=== Textauszug ===
***

Rendite deutscher Staatsanleihen
(Reale Verzinsung neg.)

Die Wirkung der Anleihekäufe der EZB auf die Marktverzinsung von deutschen Staatsanleihen ist sicher substanziell. Ein Investment in deutsche Staatsanleihen ist bis zu einer Laufzeit von sechs Jahren mit einem Kapitalverlust verbunden:

Deutsche Staatsanleihen (Rendite/n per Aug./Sep. 2017)

Noch dramatischer zeigt sich die aktuelle Zinslandschaft, wenn man den zukünftigen Kaufkraftverlust des eingesetzten Kapitals berücksichtigt. Die reale Verzinsung (nominelle Zinsen minus gepreiste Inflationserwartungen) von deutschen Staatsanleihen liegt trotz günstiger Konjunkturaussichten auch nach der jüngsten Aufwärtsbewegung selbst für lange Laufzeiten weit im negativen Bereich (siehe nächstes Balkendiagramm). Selbst auf rund 30 Jahre wird auf Basis der vom Markt erwarteten Inflation die Kaufkraft des eingesetzten Kapitals geschmälert (♦).

***

=== Bereitgestellte Daten ===
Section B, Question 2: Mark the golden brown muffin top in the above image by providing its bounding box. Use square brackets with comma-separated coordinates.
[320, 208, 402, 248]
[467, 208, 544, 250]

***

=== Aufgabe 1 ===
Erkläre in ein bis drei Sätzen anhand des Textauszugs über deutsche Staatsanleihen, warum sich die Zinslandschaft noch dramatischer zeigt, wenn man den zukünftigen Kaufkraftverlust berücksichtigt.
=== Aufgabe 2 ===
Übersetze den Satz „Die Wirkung der Anleihekäufe der EZB auf die Marktverzinsung von deutschen Staatsanleihen ist sicher substanziell.“ aus dem Textauszug ins Englische.
=== Aufgabe 3 ===
Gib den Textauszug über deutsche Staatsanleihen von „Rendite deutscher Staatsanleihen“ bis „per Aug./Sep. 2017)“ wortwörtlich wieder.
Die Zeilen werden für die Aufgaben nicht gebraucht.

=== Richtige Lösung 1 ===
Die reale Verzinsung deutscher Staatsanleihen, also die nominellen Zinsen minus die gepreisten Inflationserwartungen, liegt selbst für lange Laufzeiten weit im negativen Bereich. Sogar auf rund 30 Jahre wird auf Basis der vom Markt erwarteten Inflation die Kaufkraft des eingesetzten Kapitals geschmälert.

=== Richtige Lösung 2 ===
The effect of the ECB's bond purchases on the market yield of German government bonds is certainly substantial.

=== Richtige Lösung 3 ===
Rendite deutscher Staatsanleihen
(Reale Verzinsung neg.)

Die Wirkung der Anleihekäufe der EZB auf die Marktverzinsung von deutschen Staatsanleihen ist sicher substanziell. Ein Investment in deutsche Staatsanleihen ist bis zu einer Laufzeit von sechs Jahren mit einem Kapitalverlust verbunden:

Deutsche Staatsanleihen (Rendite/n per Aug./Sep. 2017)